Atrioc was apparently using a subscription service for the creation of deepfake pornography. Not only that, but it was revealed that the images he had purchased were deepfakes of other female streamers that he had known and collaborated with, including a streamer called Maya Higa and another whose alias is Pokimane.
Pokimane responded to the saga in a succinct tweet: “Stop sexualizing people without their consent.”
Higa, however, posted a longer statement that compared the deepfakes of her to a sexual assault she had endured in 2018, and which went to the heart of the nature of this new form of violation made possible by advances in AI.
“In 2018, I was inebriated at a party and I was used for a man’s sexual gratification without my consent,” she wrote. “Today, I have been used by hundreds of men for sexual gratification without my consent. The world calls my 2018 experience rape. The world is debating over the validity of my experience today. The debate over our experience as women in this is, not shockingly, amongst men. None of you should care or listen to what any male streamer’s ‘take’ is on how we feel.”
Higa said her primary interest has been in conservation work and raising money for a nonprofit animal sanctuary that she founded when she was 22 and had created no sexual content during her three years streaming on Twitch.
“Despite this, my face was stolen so men could make me into a sexual object to use for themselves,” she added. “If anyone doesn’t think it’s a big deal that MY NAME is in headlines where thousands of people are commenting on the sexualization of MY BODY against MY WILL, you are the problem. This situation makes me feel disgusting, vulnerable, nauseous, and violated — and all of these feelings are far too familiar to me. This is not your debate. Stop acting like it is.”
Atrioc, the streamer in question, published a written statement on Twitter apologizing for his actions: “First and foremost I want to specifically apologize to Maya and Pokimane. You were both in the screenshot that spread around the internet. Your names were dragged into it and you were sexualized against your will. You have both succeeded in this industry in spite of all the blatant unfounded sexist attempts to hurt or assassinate your character in a male dominated space. And now I’m another guy on that long list.”

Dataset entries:
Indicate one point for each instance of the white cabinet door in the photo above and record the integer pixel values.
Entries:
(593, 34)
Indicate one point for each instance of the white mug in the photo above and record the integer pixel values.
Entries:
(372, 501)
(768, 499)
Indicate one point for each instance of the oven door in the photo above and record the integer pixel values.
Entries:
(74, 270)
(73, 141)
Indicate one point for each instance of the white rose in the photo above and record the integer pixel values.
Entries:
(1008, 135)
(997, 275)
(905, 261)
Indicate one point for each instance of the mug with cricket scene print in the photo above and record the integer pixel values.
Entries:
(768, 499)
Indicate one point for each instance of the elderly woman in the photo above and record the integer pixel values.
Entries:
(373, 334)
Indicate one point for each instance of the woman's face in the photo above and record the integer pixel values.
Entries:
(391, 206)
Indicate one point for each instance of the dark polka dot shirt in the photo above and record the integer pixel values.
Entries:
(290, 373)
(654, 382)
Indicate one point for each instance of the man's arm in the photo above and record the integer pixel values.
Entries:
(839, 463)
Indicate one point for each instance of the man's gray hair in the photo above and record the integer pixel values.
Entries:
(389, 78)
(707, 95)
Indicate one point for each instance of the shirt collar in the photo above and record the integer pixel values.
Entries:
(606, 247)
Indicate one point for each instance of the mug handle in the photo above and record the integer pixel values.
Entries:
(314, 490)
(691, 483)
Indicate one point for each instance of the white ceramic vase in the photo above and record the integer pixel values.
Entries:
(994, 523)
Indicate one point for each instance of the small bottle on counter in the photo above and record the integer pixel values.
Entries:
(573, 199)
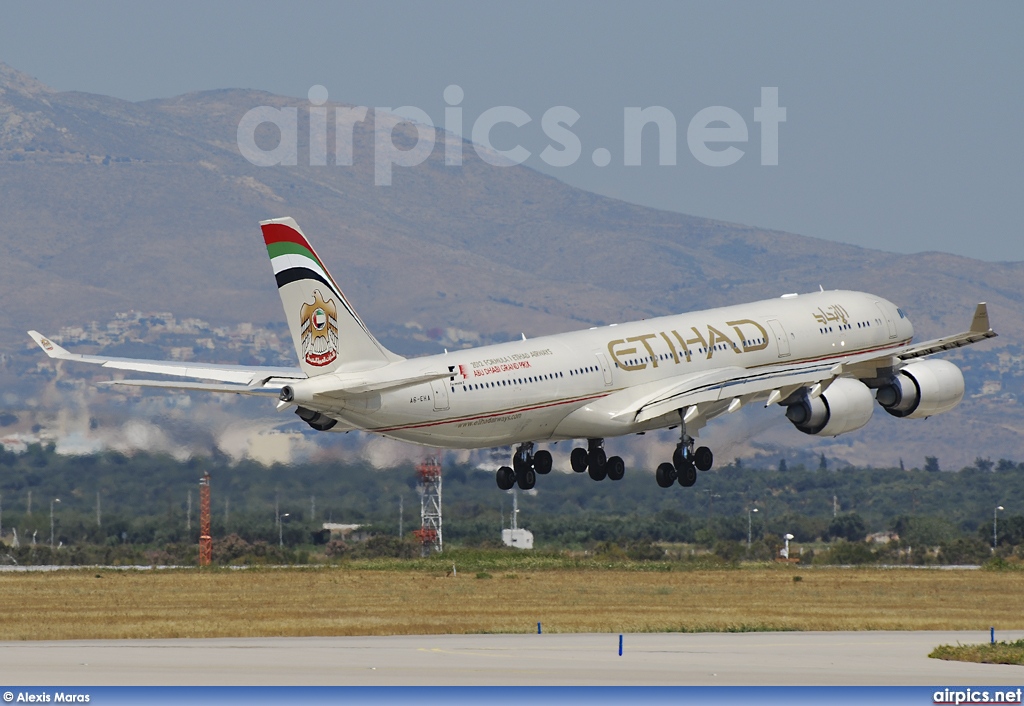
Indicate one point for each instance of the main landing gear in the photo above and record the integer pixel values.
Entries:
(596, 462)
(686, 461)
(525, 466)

---

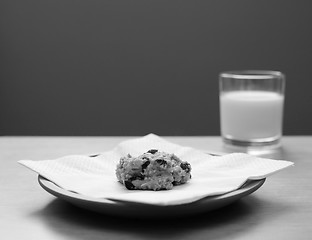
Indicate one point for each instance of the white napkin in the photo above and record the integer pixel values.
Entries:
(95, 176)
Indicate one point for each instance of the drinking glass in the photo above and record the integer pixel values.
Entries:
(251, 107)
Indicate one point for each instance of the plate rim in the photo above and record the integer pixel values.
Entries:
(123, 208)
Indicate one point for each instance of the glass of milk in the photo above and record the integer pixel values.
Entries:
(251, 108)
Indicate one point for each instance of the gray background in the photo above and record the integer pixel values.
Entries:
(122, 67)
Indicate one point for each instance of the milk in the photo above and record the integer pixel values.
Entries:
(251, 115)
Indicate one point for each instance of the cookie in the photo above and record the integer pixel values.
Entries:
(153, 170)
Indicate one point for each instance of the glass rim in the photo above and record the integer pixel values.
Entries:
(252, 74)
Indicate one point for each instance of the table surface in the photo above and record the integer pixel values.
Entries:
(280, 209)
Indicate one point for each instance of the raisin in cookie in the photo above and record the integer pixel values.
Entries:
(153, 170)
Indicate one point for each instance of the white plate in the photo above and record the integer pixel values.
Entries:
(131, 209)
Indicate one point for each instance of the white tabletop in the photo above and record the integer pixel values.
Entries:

---

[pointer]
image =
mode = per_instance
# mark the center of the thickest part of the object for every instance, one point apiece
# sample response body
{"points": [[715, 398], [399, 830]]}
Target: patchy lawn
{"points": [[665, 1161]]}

Task list:
1/ In the text about the deepfake incident, how old was Maya Higa when she founded her nonprofit animal sanctuary?
2/ Carry on the text about the Atrioc deepfake incident, picking up after its final sentence.

Task results:
1/ She was 22.

2/
He added that he would step away from streaming and fund the efforts of women working to take down pornography featuring them on the internet nonconsensually and excoriated supporters who tried to exonerate him on social media. In a tearful video on Twitch alongside his partner, he said that he was deeply embarrassed by his actions and that his actions were a one-off and did not represent a pattern of behavior. He said the category of behavior of creating and consuming deepfake porn was detestable. He described how his interest in AI had sparked an interest in deepfakes and how it had led to him clicking on ads for deepfake pornography that led to the incident.
Atrioc’s case is one of a recent number of cases involving sexual harassment allegations among high-profile streamers that has pierced an industry that is male-dominated and whose audiences can often turn toxic toward women. Twitch streamer Mizkif, who has 2 million followers on Twitch and nearly 650,000 on Twitter, briefly stopped streaming and apologized after allegations that he had downplayed the experience of a female streamer who had been sexually assaulted.
But Atrioc’s case itself offers up one facet of the challenges presented by AI’s inexorable entrance into the mainstream of public consciousness and pop culture. As we meme about chatbots replacing journalists and question the accuracy of the data they spew back in response to our questions, a symptom of the misinformation and disinformation plaguing today’s internet, it is worth contemplating the other aspects of this confounding technology — the invention and proliferation of new ways to harass, assault, violate and victimize. As always, women will bear the brunt of it.